Given text:
########################################
4.2 Priorities and Financial Restraint
The need to improve both engagement with employers and the delivery of mental health promotion within the workplace requires significant capacity and investment. Within the Local Strategic Partnership framework, PCTs are well placed to provide a lead role on this issue, possibly through public health improvement teams. However, to develop this capacity in the policy climate described above, where other public health priorities e.g. sexual health and stop smoking services have very clear performance management indicators and targets, may prove difficult. In spite of the high profile given to mental health and employment in recent policy and guidance, only a clearer link to meeting performance indicators can ensure investment from within PCTs.
4.3 Key Levers
The most prominent multi-agency targets, and perhaps the most useful to draw upon, given the need for complex partnership working to achieve it, are the National Floor Targets in relation to employment and health. Of particular relevance is the fact that several North East areas have set targets to reduce the gap between unemployment of the most disadvantaged groups and that of the overall population, as one way of meeting these national targets. The key drivers for these targets are the Local Strategic Partnerships, which provide access to a number of key agencies in delivering on this agenda. However, contributions to LSPs are lacking in some areas from specialist mental health services and employers. If this agenda is to be comprehensively addressed there needs to be formal engagement between the two.
4.4 Profile
Despite the above policy and guidance picture lacking authority in places, what is clear is that the profile of mental health and employment has risen significantly in the last 5 years. Although policy makers may be unsure of the most effective way to manage and measure performance in this area, there is evident recognition that, without addressing mental health and employment, the government will fail to address a number of the core functions of the NHS, of DWP and of others ( e.g. improving health, reducing health inequalities). The significance of this realisation, and the influx in policy and government recommendations that comes with it, ought not be underestimated.
5. Existing Opportunities
There are undoubtedly existing opportunities to use national policy and targets both directly related to and relevant to mental health and employment. These include:
• Clearer information sharing and action planning between partners on how there activity can directly and indirectly influence those targets which do have stringent performance management attached to them e.g. numbers of bed days in acute in patient i.e. making it clear how partners can tick each others boxes.
• Careful planning to ensure the opportunities of commissioning are fully exploited as the PCTs widen their commissioning role. With particular reference to the growing role of the voluntary and community sector in providing core, performance managed services.
• More effective and utilisation of the voluntary sector. Much of the support provided for individuals is currently delivered by the voluntary sector. However, without a clear understanding of how their activity is relevant to policy context, existing local activity and statutory provision, such programmes, whilst successful in some areas, are not exploiting their full potential nor will statutory bodies be able to gain the full benefit of their local voluntary and community infrastructure.
########################################
Saved entries:
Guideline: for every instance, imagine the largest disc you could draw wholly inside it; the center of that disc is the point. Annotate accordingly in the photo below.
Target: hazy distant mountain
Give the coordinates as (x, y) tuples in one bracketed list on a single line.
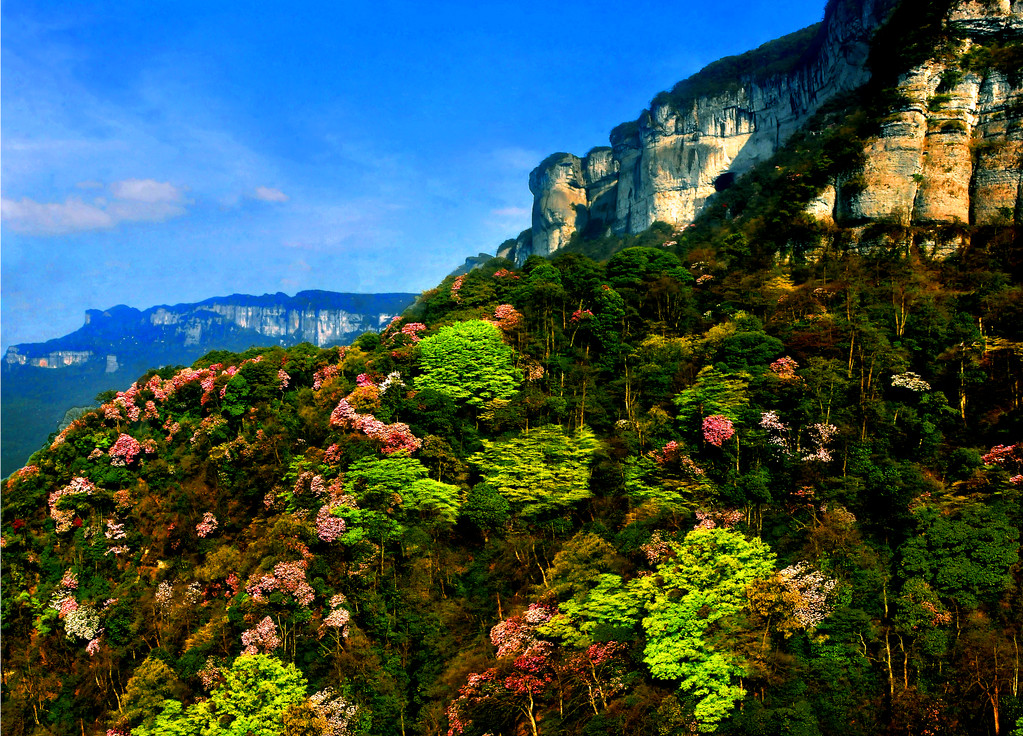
[(42, 381)]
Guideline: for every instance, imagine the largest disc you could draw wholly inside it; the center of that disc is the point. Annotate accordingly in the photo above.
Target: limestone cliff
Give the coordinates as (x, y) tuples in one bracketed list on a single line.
[(949, 153)]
########################################
Exercise prompt: Reproduce the passage of the text on mental health and employment, starting with "4.3 Key Levers" and going on through "between the two.".

Response:
4.3 Key Levers
The most prominent multi-agency targets, and perhaps the most useful to draw upon, given the need for complex partnership working to achieve it, are the National Floor Targets in relation to employment and health. Of particular relevance is the fact that several North East areas have set targets to reduce the gap between unemployment of the most disadvantaged groups and that of the overall population, as one way of meeting these national targets. The key drivers for these targets are the Local Strategic Partnerships, which provide access to a number of key agencies in delivering on this agenda. However, contributions to LSPs are lacking in some areas from specialist mental health services and employers. If this agenda is to be comprehensively addressed there needs to be formal engagement between the two.